--- SELECTED PASSAGE ---

Second, worship is a human built-in. We are small after all, regularly confronted by things much greater than ourselves: Our starfield, away from light pollution. The meeting of the Eastern Pacific with the Western Americas. Canyons and waterfalls and great ancient trees.
Candles in Chartres cathedral.
Of course, we build some of the things we worship. I know of two people who say they acquired faith following on a visit to Chartres, and I believe them. If you can enter that great stone poem without your sense of worship activating, I think you’re weird. The first time I walked in, it felt like a giant hand round my chest, interfering with my breathing.
But I dunno, I’ve had the same feeling at concerts by Laurie Anderson and Slava Rostropovich and The Clash and a host of other artists. Is my gratitude for being alive at the same time as these exceptional people “worship”?
Trees · My family has the great good fortune to own a cabin on a small island in Howe Sound near Vancouver, where I regularly experience worship of that Pacific perimeter, and especially the island’s great evergreens and bigleaf maples that tower into the filtered forest light, never still, wind never entirely absent in the greenery. I keep telling my kids they should shut up and listen to the damn trees and they’ll learn things and I’m right but they don’t, usually.

--- EXCERPTED DATA ---

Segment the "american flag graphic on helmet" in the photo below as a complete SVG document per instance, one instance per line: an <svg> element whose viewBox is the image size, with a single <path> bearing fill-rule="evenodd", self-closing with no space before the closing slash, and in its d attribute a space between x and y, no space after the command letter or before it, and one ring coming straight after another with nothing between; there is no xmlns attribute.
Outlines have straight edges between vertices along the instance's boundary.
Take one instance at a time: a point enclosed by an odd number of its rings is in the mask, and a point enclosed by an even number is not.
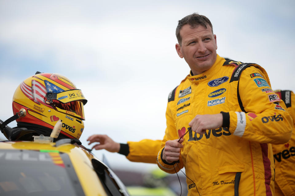
<svg viewBox="0 0 295 196"><path fill-rule="evenodd" d="M32 81L32 87L23 82L20 85L21 89L26 96L37 103L45 104L47 91L41 83L34 80Z"/></svg>

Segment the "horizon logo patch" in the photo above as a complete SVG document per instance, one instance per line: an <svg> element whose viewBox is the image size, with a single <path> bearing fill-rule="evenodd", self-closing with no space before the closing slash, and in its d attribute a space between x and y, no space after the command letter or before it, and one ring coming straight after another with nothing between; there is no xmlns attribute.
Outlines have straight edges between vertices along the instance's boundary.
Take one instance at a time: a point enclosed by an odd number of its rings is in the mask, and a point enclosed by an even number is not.
<svg viewBox="0 0 295 196"><path fill-rule="evenodd" d="M253 80L253 81L255 82L255 83L256 83L256 85L257 85L258 87L261 87L262 86L268 86L268 87L270 87L269 86L269 85L268 85L267 82L263 78L256 78Z"/></svg>
<svg viewBox="0 0 295 196"><path fill-rule="evenodd" d="M211 87L217 86L228 80L228 77L227 76L224 76L222 77L212 80L208 82L208 85Z"/></svg>
<svg viewBox="0 0 295 196"><path fill-rule="evenodd" d="M221 98L208 101L207 106L213 106L218 104L223 104L225 102L225 98L226 97L224 97Z"/></svg>
<svg viewBox="0 0 295 196"><path fill-rule="evenodd" d="M177 102L177 105L179 105L180 104L182 104L184 102L185 102L187 101L188 101L190 100L190 98L191 98L191 97L189 97L187 98L186 98L185 99L181 99L179 100L178 101L178 102Z"/></svg>
<svg viewBox="0 0 295 196"><path fill-rule="evenodd" d="M184 114L184 113L186 113L187 112L188 112L188 110L186 110L183 111L182 112L181 112L180 113L177 113L176 114L176 115L177 116L179 116L181 115Z"/></svg>
<svg viewBox="0 0 295 196"><path fill-rule="evenodd" d="M180 98L184 97L187 95L190 94L191 93L191 86L187 88L184 90L179 91L179 94L178 95L178 98Z"/></svg>

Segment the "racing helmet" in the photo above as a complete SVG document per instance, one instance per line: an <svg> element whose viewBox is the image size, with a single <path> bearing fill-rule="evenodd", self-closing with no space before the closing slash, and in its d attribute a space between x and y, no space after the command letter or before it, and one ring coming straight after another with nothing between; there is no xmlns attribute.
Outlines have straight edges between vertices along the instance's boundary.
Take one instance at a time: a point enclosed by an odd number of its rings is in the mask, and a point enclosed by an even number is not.
<svg viewBox="0 0 295 196"><path fill-rule="evenodd" d="M14 115L24 110L26 114L16 120L18 127L49 136L60 119L58 138L79 139L84 129L83 106L87 102L81 90L60 74L36 74L22 82L13 95Z"/></svg>

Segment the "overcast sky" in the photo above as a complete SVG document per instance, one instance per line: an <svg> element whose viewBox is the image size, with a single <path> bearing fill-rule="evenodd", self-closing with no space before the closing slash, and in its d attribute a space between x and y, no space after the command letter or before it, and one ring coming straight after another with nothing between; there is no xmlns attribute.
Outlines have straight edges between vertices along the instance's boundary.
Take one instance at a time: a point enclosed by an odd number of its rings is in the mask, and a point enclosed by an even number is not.
<svg viewBox="0 0 295 196"><path fill-rule="evenodd" d="M168 95L190 71L176 52L175 29L194 12L211 21L220 56L257 63L273 89L295 90L295 2L205 1L0 0L0 119L12 115L22 81L37 71L58 73L88 100L80 138L86 147L95 134L121 143L162 139ZM93 153L113 168L155 166Z"/></svg>

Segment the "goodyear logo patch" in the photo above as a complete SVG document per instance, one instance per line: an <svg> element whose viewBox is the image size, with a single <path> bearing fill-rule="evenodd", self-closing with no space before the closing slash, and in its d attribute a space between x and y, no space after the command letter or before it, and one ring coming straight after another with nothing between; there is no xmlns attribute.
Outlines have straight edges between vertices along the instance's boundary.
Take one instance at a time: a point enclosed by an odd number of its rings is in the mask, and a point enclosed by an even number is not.
<svg viewBox="0 0 295 196"><path fill-rule="evenodd" d="M207 106L213 106L218 104L223 104L225 102L226 97L219 98L213 100L208 101Z"/></svg>
<svg viewBox="0 0 295 196"><path fill-rule="evenodd" d="M226 89L220 89L211 92L208 95L209 97L215 97L220 95L225 92Z"/></svg>

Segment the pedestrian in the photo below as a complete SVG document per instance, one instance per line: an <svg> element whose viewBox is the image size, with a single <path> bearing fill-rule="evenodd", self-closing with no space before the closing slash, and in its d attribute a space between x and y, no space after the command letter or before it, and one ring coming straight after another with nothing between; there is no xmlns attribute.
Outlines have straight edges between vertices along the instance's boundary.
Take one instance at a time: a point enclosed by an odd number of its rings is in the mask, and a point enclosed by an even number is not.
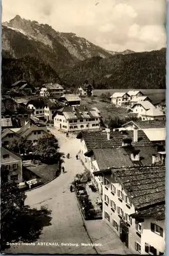
<svg viewBox="0 0 169 256"><path fill-rule="evenodd" d="M73 191L73 186L72 184L71 184L70 186L70 192L72 192Z"/></svg>

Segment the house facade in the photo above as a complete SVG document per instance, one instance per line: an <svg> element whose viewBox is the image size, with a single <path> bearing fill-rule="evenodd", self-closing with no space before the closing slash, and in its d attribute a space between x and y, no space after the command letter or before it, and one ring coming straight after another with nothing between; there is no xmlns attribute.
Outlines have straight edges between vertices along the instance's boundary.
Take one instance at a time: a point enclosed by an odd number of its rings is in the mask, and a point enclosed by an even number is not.
<svg viewBox="0 0 169 256"><path fill-rule="evenodd" d="M8 146L14 141L18 141L20 137L16 133L9 129L3 130L1 133L1 142L5 146Z"/></svg>
<svg viewBox="0 0 169 256"><path fill-rule="evenodd" d="M110 97L111 104L121 106L126 105L130 100L130 96L127 93L115 93Z"/></svg>
<svg viewBox="0 0 169 256"><path fill-rule="evenodd" d="M91 96L93 95L93 86L91 84L84 83L77 90L77 95L79 96Z"/></svg>
<svg viewBox="0 0 169 256"><path fill-rule="evenodd" d="M40 88L41 97L60 98L64 94L64 89L59 83L44 83Z"/></svg>
<svg viewBox="0 0 169 256"><path fill-rule="evenodd" d="M68 106L79 106L81 99L76 94L64 94L59 98L59 101Z"/></svg>
<svg viewBox="0 0 169 256"><path fill-rule="evenodd" d="M98 131L100 116L90 108L67 106L53 114L54 126L66 132L82 130Z"/></svg>
<svg viewBox="0 0 169 256"><path fill-rule="evenodd" d="M8 180L21 182L22 181L22 159L9 148L1 147L1 164L7 166L9 171Z"/></svg>
<svg viewBox="0 0 169 256"><path fill-rule="evenodd" d="M164 221L159 220L165 211L164 178L158 177L151 182L156 174L162 176L164 173L164 165L149 165L95 173L103 177L103 219L134 254L158 255L164 252ZM153 174L149 176L149 180L142 178L150 173ZM162 184L159 188L160 194L155 188L158 182ZM144 212L146 217L139 211ZM155 211L156 217L154 216Z"/></svg>
<svg viewBox="0 0 169 256"><path fill-rule="evenodd" d="M22 126L16 133L27 140L31 140L34 144L39 139L48 134L46 126L37 126L30 123Z"/></svg>

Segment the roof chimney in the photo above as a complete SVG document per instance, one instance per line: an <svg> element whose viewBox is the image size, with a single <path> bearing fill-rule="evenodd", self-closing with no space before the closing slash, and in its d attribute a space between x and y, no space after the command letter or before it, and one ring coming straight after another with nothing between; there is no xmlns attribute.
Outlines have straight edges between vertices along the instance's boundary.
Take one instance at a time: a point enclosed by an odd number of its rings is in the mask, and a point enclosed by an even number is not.
<svg viewBox="0 0 169 256"><path fill-rule="evenodd" d="M133 128L133 142L137 142L138 141L138 129L137 127L134 126Z"/></svg>
<svg viewBox="0 0 169 256"><path fill-rule="evenodd" d="M108 140L110 140L110 130L108 128L106 128L105 131L107 133L107 138Z"/></svg>

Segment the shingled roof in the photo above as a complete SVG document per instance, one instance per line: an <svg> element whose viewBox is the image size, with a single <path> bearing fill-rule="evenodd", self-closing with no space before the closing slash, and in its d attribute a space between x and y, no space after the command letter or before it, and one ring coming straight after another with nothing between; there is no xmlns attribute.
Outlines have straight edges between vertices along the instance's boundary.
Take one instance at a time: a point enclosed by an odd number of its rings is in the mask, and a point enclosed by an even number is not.
<svg viewBox="0 0 169 256"><path fill-rule="evenodd" d="M107 138L107 133L102 132L81 132L77 136L77 139L83 138L84 140L88 151L95 148L111 148L122 146L122 140L125 138L132 140L132 146L152 145L144 132L138 131L138 142L133 141L133 131L125 131L121 132L110 132L110 140Z"/></svg>
<svg viewBox="0 0 169 256"><path fill-rule="evenodd" d="M165 202L165 166L113 169L136 209Z"/></svg>
<svg viewBox="0 0 169 256"><path fill-rule="evenodd" d="M130 121L130 122L123 124L122 127L130 123L135 124L139 129L143 130L149 128L165 128L166 121L164 120L150 120L143 121L141 120Z"/></svg>

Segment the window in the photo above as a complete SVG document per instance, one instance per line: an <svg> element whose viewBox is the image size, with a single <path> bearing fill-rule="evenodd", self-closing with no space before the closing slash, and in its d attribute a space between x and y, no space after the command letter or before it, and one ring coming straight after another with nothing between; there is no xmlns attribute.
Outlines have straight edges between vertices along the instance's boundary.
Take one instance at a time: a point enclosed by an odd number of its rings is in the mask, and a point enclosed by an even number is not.
<svg viewBox="0 0 169 256"><path fill-rule="evenodd" d="M132 225L132 219L130 217L129 215L125 214L125 220L127 221L130 225Z"/></svg>
<svg viewBox="0 0 169 256"><path fill-rule="evenodd" d="M121 208L119 207L119 206L117 206L117 211L120 215L122 216L122 217L123 217L123 211Z"/></svg>
<svg viewBox="0 0 169 256"><path fill-rule="evenodd" d="M130 206L131 206L131 201L130 200L127 196L124 196L124 201L127 204L129 204Z"/></svg>
<svg viewBox="0 0 169 256"><path fill-rule="evenodd" d="M116 222L116 221L114 221L114 220L112 220L112 225L116 228L116 229L117 229L118 231L119 229L118 224Z"/></svg>
<svg viewBox="0 0 169 256"><path fill-rule="evenodd" d="M5 155L3 155L3 158L5 159L6 158L9 158L9 154L6 154Z"/></svg>
<svg viewBox="0 0 169 256"><path fill-rule="evenodd" d="M151 230L156 234L163 237L163 229L159 226L154 223L151 223Z"/></svg>
<svg viewBox="0 0 169 256"><path fill-rule="evenodd" d="M106 195L104 195L104 200L109 204L109 198Z"/></svg>
<svg viewBox="0 0 169 256"><path fill-rule="evenodd" d="M116 187L112 184L111 184L111 190L116 193Z"/></svg>
<svg viewBox="0 0 169 256"><path fill-rule="evenodd" d="M12 169L17 169L17 163L14 163L12 165Z"/></svg>
<svg viewBox="0 0 169 256"><path fill-rule="evenodd" d="M117 193L118 193L118 196L120 197L120 198L121 198L122 199L123 199L123 194L122 193L122 191L119 190L119 189L117 190Z"/></svg>
<svg viewBox="0 0 169 256"><path fill-rule="evenodd" d="M110 221L110 217L106 211L104 211L104 218L107 220L107 221Z"/></svg>
<svg viewBox="0 0 169 256"><path fill-rule="evenodd" d="M17 174L16 175L11 175L10 176L11 180L15 181L18 180L18 175Z"/></svg>
<svg viewBox="0 0 169 256"><path fill-rule="evenodd" d="M141 246L136 242L135 242L135 250L138 251L139 253L141 253Z"/></svg>
<svg viewBox="0 0 169 256"><path fill-rule="evenodd" d="M109 183L108 180L107 180L106 179L105 179L105 185L108 187L109 187L109 185L110 185L110 183Z"/></svg>
<svg viewBox="0 0 169 256"><path fill-rule="evenodd" d="M116 204L114 201L110 200L110 205L111 207L113 208L114 209L115 209L115 210L116 210Z"/></svg>

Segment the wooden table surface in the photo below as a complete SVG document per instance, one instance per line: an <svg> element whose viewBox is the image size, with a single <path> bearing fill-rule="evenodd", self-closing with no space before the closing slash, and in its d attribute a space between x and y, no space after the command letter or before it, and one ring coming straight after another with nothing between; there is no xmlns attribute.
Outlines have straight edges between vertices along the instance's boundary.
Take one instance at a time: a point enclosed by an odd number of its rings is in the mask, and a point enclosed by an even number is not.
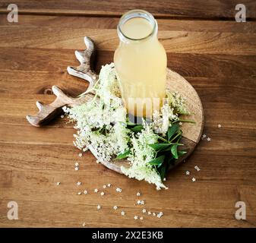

---

-- TASKS --
a) In the passage on worship, reproduce verbatim the part that begins with the words containing "Second, worship is" and ends with "with my breathing.".
b) Name every performer or group whose concerts the passage on worship mentions.

-- PROBLEM SOLUTIONS --
a)
Second, worship is a human built-in. We are small after all, regularly confronted by things much greater than ourselves: Our starfield, away from light pollution. The meeting of the Eastern Pacific with the Western Americas. Canyons and waterfalls and great ancient trees.
Candles in Chartres cathedral.
Of course, we build some of the things we worship. I know of two people who say they acquired faith following on a visit to Chartres, and I believe them. If you can enter that great stone poem without your sense of worship activating, I think you’re weird. The first time I walked in, it felt like a giant hand round my chest, interfering with my breathing.

b) Laurie Anderson, Slava Rostropovich, The Clash